What the task requires -
Copy all the data exactly, except the pictures.
*** Input records
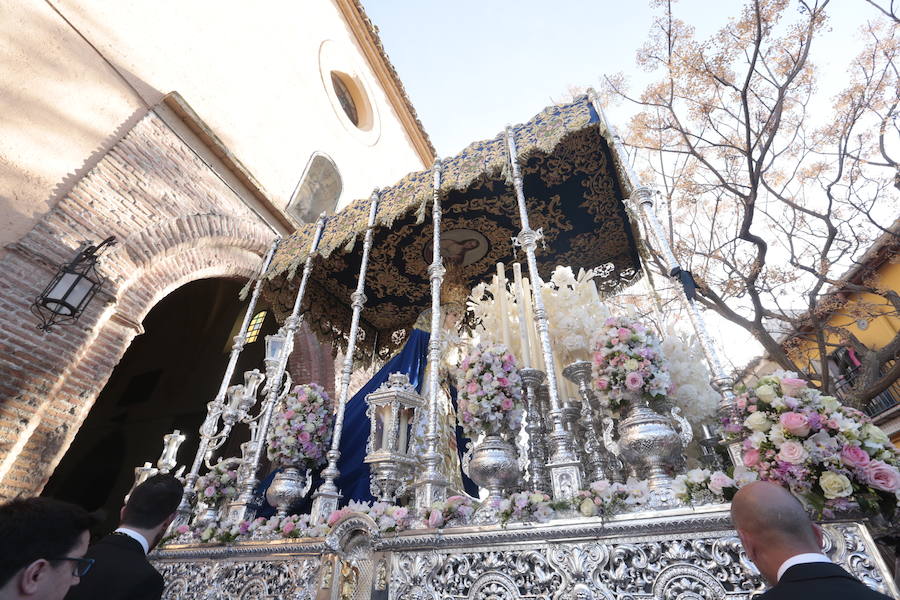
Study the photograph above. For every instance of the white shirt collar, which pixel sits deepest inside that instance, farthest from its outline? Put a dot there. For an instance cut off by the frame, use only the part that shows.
(801, 559)
(137, 537)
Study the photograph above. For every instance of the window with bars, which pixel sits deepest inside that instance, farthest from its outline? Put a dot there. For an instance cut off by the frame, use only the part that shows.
(255, 326)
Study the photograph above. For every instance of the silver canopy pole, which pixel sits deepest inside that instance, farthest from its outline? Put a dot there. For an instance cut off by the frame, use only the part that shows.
(325, 500)
(241, 507)
(642, 199)
(564, 466)
(432, 486)
(209, 428)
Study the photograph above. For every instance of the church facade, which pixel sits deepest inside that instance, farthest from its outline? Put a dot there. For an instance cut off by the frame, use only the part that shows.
(196, 139)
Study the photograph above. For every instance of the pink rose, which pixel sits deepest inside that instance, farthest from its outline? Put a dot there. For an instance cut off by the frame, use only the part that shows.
(795, 424)
(792, 386)
(883, 476)
(854, 456)
(634, 381)
(792, 452)
(751, 457)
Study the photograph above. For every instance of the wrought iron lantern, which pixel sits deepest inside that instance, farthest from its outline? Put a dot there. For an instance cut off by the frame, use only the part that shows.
(391, 410)
(72, 288)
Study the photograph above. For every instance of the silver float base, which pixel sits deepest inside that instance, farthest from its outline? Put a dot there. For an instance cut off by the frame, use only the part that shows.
(677, 553)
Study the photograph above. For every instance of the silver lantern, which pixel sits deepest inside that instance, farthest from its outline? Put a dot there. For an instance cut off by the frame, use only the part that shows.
(391, 410)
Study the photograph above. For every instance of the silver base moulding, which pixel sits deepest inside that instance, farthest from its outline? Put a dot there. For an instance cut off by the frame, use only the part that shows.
(675, 553)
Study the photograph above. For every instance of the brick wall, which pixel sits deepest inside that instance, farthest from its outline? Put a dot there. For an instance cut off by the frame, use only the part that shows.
(175, 222)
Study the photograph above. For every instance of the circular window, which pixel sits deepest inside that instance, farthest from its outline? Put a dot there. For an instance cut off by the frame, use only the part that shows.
(345, 98)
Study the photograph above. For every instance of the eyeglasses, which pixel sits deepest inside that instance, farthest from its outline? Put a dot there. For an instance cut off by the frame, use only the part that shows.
(82, 565)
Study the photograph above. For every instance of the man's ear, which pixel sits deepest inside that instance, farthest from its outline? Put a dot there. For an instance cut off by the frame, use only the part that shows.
(31, 575)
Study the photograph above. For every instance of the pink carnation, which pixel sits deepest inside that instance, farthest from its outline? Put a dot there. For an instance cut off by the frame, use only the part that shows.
(792, 386)
(634, 381)
(854, 456)
(751, 457)
(883, 476)
(795, 423)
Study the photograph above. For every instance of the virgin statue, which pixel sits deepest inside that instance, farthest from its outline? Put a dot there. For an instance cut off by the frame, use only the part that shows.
(412, 360)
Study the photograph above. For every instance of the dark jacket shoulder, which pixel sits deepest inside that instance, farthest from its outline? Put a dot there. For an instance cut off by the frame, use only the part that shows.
(121, 571)
(822, 581)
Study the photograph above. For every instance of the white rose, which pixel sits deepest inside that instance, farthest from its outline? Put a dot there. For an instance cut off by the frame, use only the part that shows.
(829, 403)
(757, 439)
(835, 485)
(874, 436)
(766, 393)
(679, 487)
(757, 422)
(697, 475)
(776, 434)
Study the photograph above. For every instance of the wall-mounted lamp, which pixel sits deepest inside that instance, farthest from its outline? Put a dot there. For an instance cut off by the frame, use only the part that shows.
(72, 288)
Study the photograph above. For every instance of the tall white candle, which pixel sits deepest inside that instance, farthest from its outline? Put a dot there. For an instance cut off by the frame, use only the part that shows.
(537, 359)
(501, 301)
(519, 288)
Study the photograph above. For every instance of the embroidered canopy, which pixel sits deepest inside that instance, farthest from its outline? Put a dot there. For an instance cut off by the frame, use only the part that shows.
(574, 187)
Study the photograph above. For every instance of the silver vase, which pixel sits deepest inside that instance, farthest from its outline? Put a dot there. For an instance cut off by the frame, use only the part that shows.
(648, 443)
(287, 487)
(495, 467)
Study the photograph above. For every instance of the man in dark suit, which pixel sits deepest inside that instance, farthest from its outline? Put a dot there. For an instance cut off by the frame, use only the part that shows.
(121, 570)
(42, 546)
(786, 547)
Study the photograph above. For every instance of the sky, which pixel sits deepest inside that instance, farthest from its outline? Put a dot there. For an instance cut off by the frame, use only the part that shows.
(472, 66)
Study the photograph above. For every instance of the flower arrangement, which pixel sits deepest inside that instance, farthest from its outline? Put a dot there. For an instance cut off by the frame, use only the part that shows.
(456, 509)
(702, 486)
(602, 498)
(301, 428)
(827, 454)
(219, 484)
(575, 311)
(490, 392)
(532, 506)
(627, 358)
(690, 377)
(388, 517)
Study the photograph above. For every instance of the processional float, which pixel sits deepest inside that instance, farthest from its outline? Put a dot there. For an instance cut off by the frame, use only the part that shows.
(556, 190)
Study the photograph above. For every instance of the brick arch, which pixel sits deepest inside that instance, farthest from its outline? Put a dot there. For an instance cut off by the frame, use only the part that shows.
(60, 408)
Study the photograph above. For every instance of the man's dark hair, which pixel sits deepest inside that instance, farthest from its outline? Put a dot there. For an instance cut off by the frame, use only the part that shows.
(35, 528)
(153, 501)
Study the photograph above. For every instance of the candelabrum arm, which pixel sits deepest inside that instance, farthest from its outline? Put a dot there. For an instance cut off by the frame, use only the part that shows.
(214, 409)
(326, 497)
(563, 464)
(239, 509)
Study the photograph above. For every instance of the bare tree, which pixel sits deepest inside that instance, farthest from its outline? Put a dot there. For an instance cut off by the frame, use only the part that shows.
(771, 206)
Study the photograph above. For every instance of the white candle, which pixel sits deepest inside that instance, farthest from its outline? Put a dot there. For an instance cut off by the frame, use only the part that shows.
(519, 288)
(501, 301)
(536, 354)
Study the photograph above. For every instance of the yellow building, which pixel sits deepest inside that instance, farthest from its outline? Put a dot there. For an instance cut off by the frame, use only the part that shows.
(870, 318)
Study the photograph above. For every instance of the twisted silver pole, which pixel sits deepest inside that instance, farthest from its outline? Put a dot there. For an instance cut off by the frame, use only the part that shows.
(325, 500)
(432, 485)
(642, 198)
(241, 507)
(564, 466)
(214, 409)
******
Result of the task -
Study the photograph above. For every instance of the white shirt collar, which pixel sits deepest inside that instance, farthest from its outline? Put a dot there. For an instance cut off by the frame, use only the part that shows.
(801, 559)
(137, 537)
Study the photograph above. For every instance of the window with bars, which pixel sits deepest inside that instance, farthest from its outline? Put a dot there. For an instance cut off by the frame, use only the part that shows.
(255, 326)
Study the photograph above. For every instance of the silver canopy pole, which pixel sits deepest inside that instance, farthest from its outline? Put a dot there. For an instance cut off by the frame, use only the part that shows.
(325, 500)
(241, 507)
(642, 199)
(564, 466)
(432, 486)
(209, 428)
Study the photograph above. For every instance of the church facade, which pixel sits deepest inside that instance, farthest from its outline? Put a dot there. For an instance cut off by the frame, use only the part that shows.
(196, 139)
Study the photograph above. For every instance of the pink rose, which pixel sits deepest inside that instance, farthest from its outline? Put a dot there. For an instance cut off by the frame, use only the part that shows.
(795, 424)
(792, 386)
(883, 476)
(854, 456)
(634, 381)
(792, 452)
(751, 457)
Study the photograph above. For every instance of the wrought iron lantern, which pixel sits deepest inside that instance, farthest from its outline? Put a dot there. For an instance cut off by the frame, use only the part that shows.
(391, 410)
(72, 288)
Study the photograph above. For every instance of the silver float base, which pixel sits deepest inside that instance, farthest from its outline? Put a dot there. For an instance cut off by the frame, use only the part that shows.
(677, 553)
Study the photograph above. For every instance of the silver lantern, which pixel sits deepest inside that instance, farthest from its outline? Put a dot there. For an instance cut off by the frame, use only the part that shows.
(391, 410)
Study the photograph above. For every instance of the silver base moulding, which pixel sits deepest inside that instance, farthest from its outline? Put a dot there. For an instance cut off by the frame, use only the part that shows.
(675, 553)
Study the photograph above. For every instance of the brick wall, which pixel sits deepest inside that instance, farthest from its outline? Put a dot there. For an instance cut off by the frame, use only the part that shows.
(175, 222)
Study the photograph above. For every instance of the circular window, which pixel sits deepest inside that instance, farthest from its outline? Put a dot there. For an instance cut off by the frame, use only the part that shows.
(345, 98)
Study the photograph above. For every instance of the eyeglasses, which pixel sits deepest inside that instance, farthest from its outline? Put a dot there. For an instance cut off by the frame, use only the part that shows.
(82, 565)
Study the photograph above. For every instance of the man's ear, which pixel sits deepest inside that instance, farthest from its outline? Put a dot there. For an instance cut off by the frame, use only the part that shows.
(31, 575)
Study the photograph above. For every instance of the pink carnation, which pixel sits deepest inside that instance, farthest from its outline? Put a dot there. For an instance cut off by the frame, use only the part that shows.
(792, 386)
(634, 381)
(854, 456)
(751, 457)
(883, 476)
(795, 423)
Study the photograph above. For every instance of the virgin statue, which pixel sits deepest inside that instance, farthest from its outline? Put a dot there. For an instance cut off by the frame, use only the part that shows.
(412, 360)
Study the photograph above. For every instance of the dark jacket shoulder, which pixel sits deepest inside that instance, farthest from its outline? Put a dot there. For an instance cut off by the frame, use only the part that shows.
(121, 571)
(822, 581)
Study the photograph above. For every instance of the white rose, which pixel sits deepest inside that instance, farthest from its outline? Put a dot there. For an instance cut off by the frame, use only the part that shows.
(829, 403)
(757, 439)
(835, 485)
(874, 436)
(766, 393)
(679, 487)
(757, 422)
(697, 475)
(776, 434)
Study the photograph above. For every instance of the wall-mounted lamp, which pixel sits deepest inside that instance, farthest from its outline? Put a dot there. For an instance cut off by the frame, use only the part that shows.
(72, 288)
Study the photograph above. For every instance of the tall white candle, which pixel sits deepest inside that instance, farthest from its outline? Put a dot there. For an instance cut off by the frame, use only the part that shows.
(537, 359)
(501, 301)
(519, 288)
Study the photograph above. For every instance of the embroidered canopy, which pixel sits deepest inside that instance, farthest from its outline? Put a dot there. For an instance cut off by the frame, use only the part that shows.
(574, 187)
Study the photograph above. For every instance of the silver vase, which pixel sits deepest inside that instance, farthest from its outline? Put a dot there. For an instance cut off by the frame, use only the part that shows.
(648, 443)
(287, 487)
(495, 467)
Study the photograph above. For every instance of the man in dark suit, which pixel sits deepest inside that instance, farthest from its outline? Put a dot there. For an instance cut off by the frame, use only the part that shows.
(121, 570)
(42, 546)
(786, 547)
Study the photograph above. For every instance of the sky, which pixel sits deepest inside that instance, farthest from its outline? Put a dot there. For an instance cut off by the frame, use only the part that shows.
(472, 66)
Study the photograph above. For every instance of the flower arrangement, which pixel sits deepest inside that instance, farthest from its outline? Put a dot there. For an instance cut off by the frame, use only the part that shows.
(456, 509)
(702, 486)
(602, 498)
(301, 428)
(827, 454)
(219, 484)
(575, 311)
(490, 392)
(532, 506)
(627, 358)
(690, 377)
(388, 517)
Study the photograph above. For every instance of the processional float, which pixel sits deepest inside that instance, farthest from its outline? Put a dot there. For an instance cut off by the frame, use only the part that shows.
(556, 190)
Study the photograph above. For every instance of the brick arch, which pixel sits deepest inside that instance, farthest from its outline? Put a dot there. For an instance cut off by the frame, use only the part that shows.
(60, 408)
Study the photograph above. For every instance of the man's dark hair, which pixel sits deepest inside that instance, farthest from its outline? Put a dot there. For an instance cut off by the frame, use only the part that shows.
(35, 528)
(153, 501)
Study the photograph above. For every instance of the candelabrum arm, which pixel sits deepest inside that instance, farthest from its outline? Put a dot there. For an instance cut off by the frame, use only the part that shows.
(214, 409)
(326, 497)
(563, 464)
(239, 509)
Study the photograph above. For every instance of the bare tree, which pixel sits deepest inside that instance, farthest from its outline? Put a dot there. For an instance cut off by the frame, use only the part that shows.
(771, 206)
Study the photograph above. For every instance of the white candle, which pixel sits deepest inside that instance, farthest from its outline? Put a dot there. For an instance cut off by the frame, use only the part that shows.
(519, 288)
(501, 301)
(536, 354)
Study the photograph above. For every instance of the yellow building, which pixel sits deepest inside that instance, farthest from its outline? Put a dot there. For an instance cut off by the frame, use only the part that shows.
(870, 318)
Study the photograph above. For every instance of the twisted silver pole, which pixel sits deepest inside that instance, farthest from its outline? Put a dot there. For an instance cut off by the frame, use only the part that shows.
(325, 500)
(432, 485)
(642, 198)
(241, 507)
(564, 466)
(214, 409)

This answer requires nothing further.